### Record extracts
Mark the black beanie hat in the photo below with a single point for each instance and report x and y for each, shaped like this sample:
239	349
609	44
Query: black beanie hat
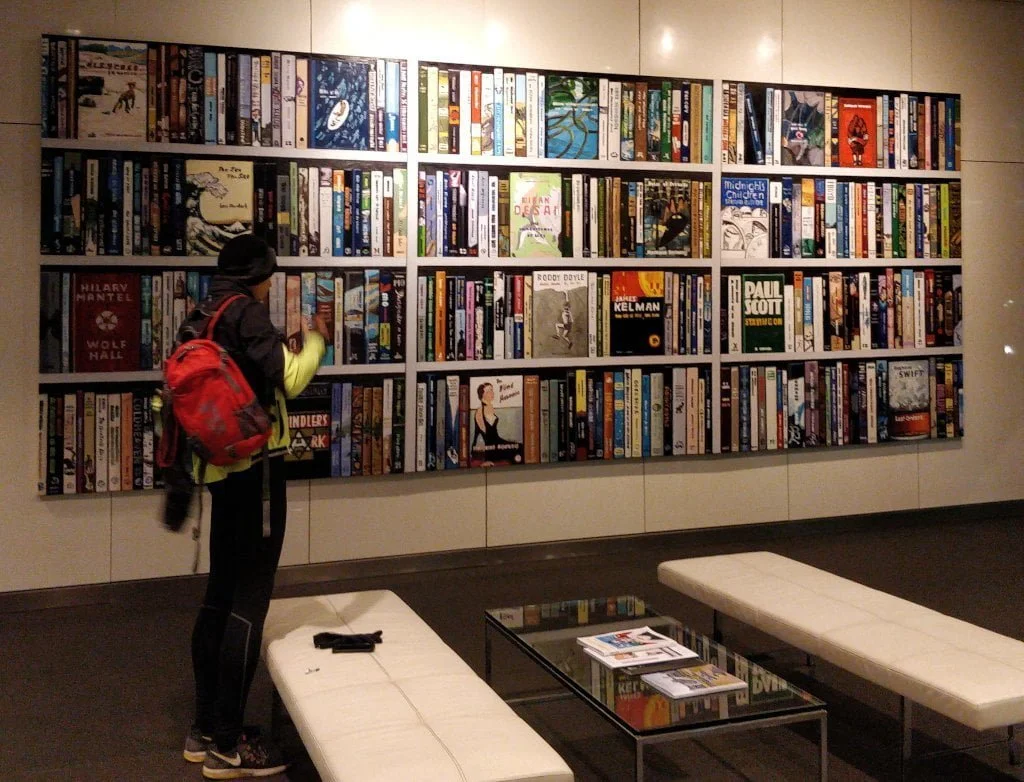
248	259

### Problem
Set the listing down in full and exactly. Pictures within it should not appear in the copy.

### Answer for the task
Mark the black beanie hat in the photo below with a single point for each instance and report x and y for each, shaped like this sample:
239	349
609	44
Query: black beanie hat
248	259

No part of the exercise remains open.